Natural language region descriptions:

╔══

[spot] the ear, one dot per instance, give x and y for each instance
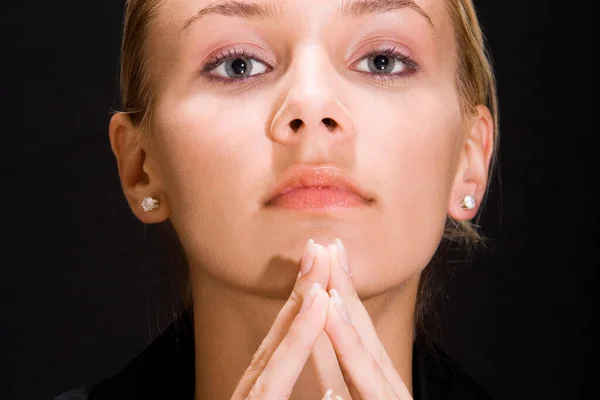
(138, 178)
(473, 164)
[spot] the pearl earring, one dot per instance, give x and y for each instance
(150, 204)
(468, 203)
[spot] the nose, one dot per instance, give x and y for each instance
(312, 107)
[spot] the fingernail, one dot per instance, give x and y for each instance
(343, 256)
(339, 305)
(308, 258)
(308, 300)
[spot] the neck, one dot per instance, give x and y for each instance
(229, 326)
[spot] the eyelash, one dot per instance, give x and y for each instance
(411, 66)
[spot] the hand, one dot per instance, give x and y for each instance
(279, 360)
(366, 366)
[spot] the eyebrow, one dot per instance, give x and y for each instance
(361, 8)
(351, 9)
(237, 9)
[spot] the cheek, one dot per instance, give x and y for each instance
(408, 143)
(212, 158)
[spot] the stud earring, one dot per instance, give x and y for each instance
(150, 204)
(467, 203)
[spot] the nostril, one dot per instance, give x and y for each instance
(296, 124)
(329, 123)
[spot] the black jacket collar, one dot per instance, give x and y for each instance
(165, 370)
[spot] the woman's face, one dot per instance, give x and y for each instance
(252, 91)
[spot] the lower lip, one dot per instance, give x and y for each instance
(318, 199)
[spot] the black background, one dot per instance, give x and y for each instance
(84, 286)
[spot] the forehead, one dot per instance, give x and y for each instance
(176, 16)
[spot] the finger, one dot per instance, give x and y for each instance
(362, 372)
(342, 280)
(279, 377)
(314, 268)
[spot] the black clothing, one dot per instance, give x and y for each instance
(165, 370)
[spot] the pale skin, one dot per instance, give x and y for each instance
(213, 149)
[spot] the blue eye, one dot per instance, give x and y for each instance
(238, 67)
(382, 64)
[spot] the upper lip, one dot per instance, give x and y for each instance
(307, 176)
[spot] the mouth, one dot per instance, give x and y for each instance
(311, 188)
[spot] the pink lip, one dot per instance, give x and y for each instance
(317, 188)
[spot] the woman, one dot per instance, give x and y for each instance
(311, 157)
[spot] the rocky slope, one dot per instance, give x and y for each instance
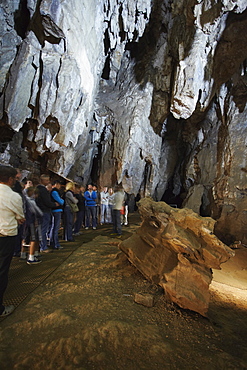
(148, 93)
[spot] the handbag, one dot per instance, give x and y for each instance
(73, 206)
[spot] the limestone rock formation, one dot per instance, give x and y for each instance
(148, 93)
(177, 249)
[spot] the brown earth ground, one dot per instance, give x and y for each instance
(83, 316)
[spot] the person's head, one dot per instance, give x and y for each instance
(70, 186)
(57, 184)
(30, 191)
(28, 184)
(18, 175)
(49, 186)
(118, 188)
(44, 179)
(7, 175)
(77, 189)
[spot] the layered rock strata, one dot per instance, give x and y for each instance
(148, 93)
(177, 249)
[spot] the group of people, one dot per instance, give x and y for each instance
(31, 217)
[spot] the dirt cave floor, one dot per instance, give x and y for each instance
(83, 316)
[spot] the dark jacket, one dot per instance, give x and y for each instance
(81, 201)
(56, 196)
(43, 199)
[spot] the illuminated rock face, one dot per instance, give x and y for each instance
(142, 92)
(177, 249)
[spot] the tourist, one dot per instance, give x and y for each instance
(69, 211)
(32, 227)
(56, 215)
(104, 205)
(27, 184)
(45, 203)
(110, 204)
(117, 206)
(18, 189)
(11, 215)
(91, 207)
(80, 215)
(97, 204)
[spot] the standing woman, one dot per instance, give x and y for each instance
(69, 211)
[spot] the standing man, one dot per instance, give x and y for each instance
(11, 215)
(91, 207)
(45, 203)
(104, 202)
(117, 206)
(18, 189)
(56, 215)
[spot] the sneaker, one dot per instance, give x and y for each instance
(23, 259)
(7, 310)
(45, 250)
(34, 262)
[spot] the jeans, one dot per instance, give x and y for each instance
(7, 244)
(116, 219)
(55, 225)
(46, 219)
(80, 216)
(104, 213)
(68, 223)
(91, 211)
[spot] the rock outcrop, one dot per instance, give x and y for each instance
(148, 93)
(177, 249)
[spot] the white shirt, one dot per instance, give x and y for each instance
(11, 210)
(118, 200)
(104, 196)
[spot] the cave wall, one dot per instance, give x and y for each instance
(148, 93)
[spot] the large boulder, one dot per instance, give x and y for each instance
(177, 249)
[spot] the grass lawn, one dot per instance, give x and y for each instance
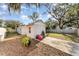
(67, 37)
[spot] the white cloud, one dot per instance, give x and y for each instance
(23, 7)
(24, 17)
(48, 15)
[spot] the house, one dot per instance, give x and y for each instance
(32, 29)
(2, 33)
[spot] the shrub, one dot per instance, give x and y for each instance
(43, 34)
(25, 41)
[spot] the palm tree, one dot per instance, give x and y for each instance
(34, 16)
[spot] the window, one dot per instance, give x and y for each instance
(29, 29)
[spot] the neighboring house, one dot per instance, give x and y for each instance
(2, 33)
(32, 29)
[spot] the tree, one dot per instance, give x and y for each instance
(12, 24)
(51, 24)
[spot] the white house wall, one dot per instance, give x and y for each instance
(36, 29)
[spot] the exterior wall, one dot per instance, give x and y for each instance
(36, 29)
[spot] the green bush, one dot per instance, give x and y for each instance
(43, 34)
(25, 41)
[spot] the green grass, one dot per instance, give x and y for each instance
(67, 37)
(11, 34)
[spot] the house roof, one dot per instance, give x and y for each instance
(34, 22)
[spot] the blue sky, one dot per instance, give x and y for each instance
(22, 16)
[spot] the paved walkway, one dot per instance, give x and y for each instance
(65, 46)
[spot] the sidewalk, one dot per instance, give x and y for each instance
(65, 46)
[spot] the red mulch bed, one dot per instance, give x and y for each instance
(15, 48)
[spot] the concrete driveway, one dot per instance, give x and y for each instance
(65, 46)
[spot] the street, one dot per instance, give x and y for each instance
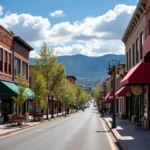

╚══

EXERCISE DETAILS:
What you give back must be the data above, reproduced exactly and free of pictures.

REPLY TO THE EXERCISE:
[spot] the ear, one dot per instance, give x and y for each instance
(138, 178)
(473, 164)
[spot] the pearl earring, one dot per instance, give x and y for each instance
(150, 204)
(468, 203)
[spot] the nose, one dot per instance, give x and y for each instance
(312, 107)
[spot] the fingernail, one dot per instance, give x and y for each instance
(343, 256)
(339, 305)
(308, 258)
(308, 300)
[spot] the neck, one dot per instance, give x and y for each instance
(229, 326)
[spot] the eyelash, one dot per instance, give x and y for each instance
(411, 66)
[spot] the hand, one dot per instance, give x and y for each instance
(279, 360)
(366, 366)
[spot] the eyebrow, one dot per instance, give x and y for each instance
(361, 8)
(351, 9)
(237, 9)
[spot] the cheek, one dot per instance, give x and y for each instance
(408, 143)
(212, 158)
[spot] the stud earring, one dot per instance, give x and y for each instance
(150, 204)
(467, 203)
[spot] the nostril, one dot per instance, give x and y for each instance
(296, 124)
(329, 123)
[spot] the black jacket collar, one dot per instance, give x and y for each instance
(165, 370)
[spot] the woman's face, one dot per instance, give x and y for each instance
(252, 91)
[spot] the lower lip, one dot per instance, give x and y for each instance
(318, 199)
[spot] the black background, one dot per instance, give x and y for each instance
(84, 286)
[spot] the forehead, one dot per instance, give x and y for each instance
(176, 16)
[spot] the finger, one dot per instance, give x and y for each instance
(362, 372)
(342, 280)
(279, 377)
(314, 268)
[spot] the black clothing, one dot per instance, give x and y for each instance
(165, 370)
[spot] the pale skin, one dot per instance, give x and y for each instance
(213, 149)
[spot] the blue eye, one dot per instance, give x and y for each instance
(238, 67)
(382, 64)
[spot] the upper lip, one dot per instance, give x and y for each instance
(307, 176)
[spot] the mouth, one dot per instance, give x and y for each instance
(311, 188)
[spot] the pink lip, one dot per instance, give x and y for each instance
(317, 188)
[spot] the woman, one dot per instance, give x and y for each instance
(311, 157)
[spot] the rocky slope, one dot per instance, give x and y for each instance
(148, 93)
[spot] the handbag, one dot per instance, give x and y for each instance
(73, 206)
[spot] the limestone rock formation, one dot per instance, give x and y for each instance
(148, 93)
(177, 249)
[spot] the brown earth ground, one dot per instance, give x and y for each instance
(83, 316)
[spot] the person's head, one dot per instance, give x and y for each instance
(70, 186)
(57, 184)
(30, 191)
(28, 184)
(18, 175)
(49, 186)
(118, 188)
(44, 179)
(7, 175)
(77, 189)
[spot] the layered rock strata, one dot per instance, give x and y for each instance
(148, 93)
(177, 249)
[spot] the group of people, one dot per instance, give x and y for each instance
(31, 217)
[spot] the dirt cave floor, one dot per instance, give x and y for each instance
(83, 316)
[spot] the dark jacket, one dot per instance, give x and y for each instance
(81, 201)
(56, 196)
(43, 199)
[spot] the illuminated rock face, one dot per instance, give x and y for each instance
(142, 92)
(177, 249)
[spot] the tourist, one dot per instance, give x and y for each instance
(69, 211)
(32, 227)
(56, 215)
(104, 205)
(27, 184)
(45, 203)
(110, 204)
(117, 206)
(18, 189)
(11, 215)
(91, 207)
(80, 215)
(97, 204)
[spot] the standing woman, one dot per instance, give x and y for each instance
(69, 211)
[spot] the standing man, one dot per instance, give x and y for each instance
(11, 215)
(91, 207)
(45, 203)
(104, 202)
(117, 206)
(18, 189)
(56, 215)
[spot] the sneaker, one dot per instance, give x and y for each instance
(23, 259)
(7, 310)
(45, 250)
(34, 262)
[spot] the jeans, one dot per instance, give x and y for each instance
(7, 244)
(116, 219)
(55, 225)
(46, 219)
(80, 216)
(104, 213)
(68, 223)
(91, 211)
[spot] the rock outcrop, one dot per instance, give x and y for each instance
(148, 93)
(177, 249)
[spot] the white shirt, one dot per instance, give x and y for each instance
(11, 210)
(118, 200)
(104, 196)
[spot] the cave wall, one dot per instance, give x and y for each instance
(148, 93)
[spot] the large boulder, one dot per instance, give x and y for each instance
(177, 249)
[spot] the grass lawn, one dot per instance, give x and y for each instance
(67, 37)
[spot] the white cloud, one dot per instance, give x and y for each instance
(23, 7)
(24, 17)
(48, 15)
[spot] the house, one dot per instance, give x and y for each instance
(32, 29)
(2, 33)
[spot] the shrub, one dot per instance, give x and y for each instance
(43, 34)
(25, 41)
[spot] the palm tree, one dot per instance, give x and y for each instance
(34, 16)
[spot] the window, one dot per instance, give x and y for each instance
(29, 29)
[spot] the neighboring house, one dot per instance, give x and y for each instance
(2, 33)
(32, 29)
[spot] the tree, one dot per instance, give x and y for each instance
(12, 24)
(51, 24)
[spot] the white house wall, one dot per instance, give x and y for each instance
(36, 29)
[spot] the exterior wall, one dot per instance, give x and y for each instance
(36, 29)
[spot] the green bush, one dot per instance, give x and y for each instance
(43, 34)
(25, 41)
[spot] the green grass, one dot per instance, give x and y for each instance
(67, 37)
(11, 34)
[spot] the house roof, one dot per instance, give x and y for each instance
(34, 22)
[spot] the blue sky, one dot per instance, give x and y for each instance
(22, 16)
[spot] the paved walkway, one dot per instance, give x and y for each instance
(65, 46)
[spot] the sidewalk, one dot per instance, give x and y for each instance
(65, 46)
[spot] the red mulch bed, one dot per instance, give x and y for each instance
(15, 48)
[spot] the concrete driveway, one dot per instance, give x and y for each instance
(65, 46)
[spot] the street, one dot per instance, give x and y for each instance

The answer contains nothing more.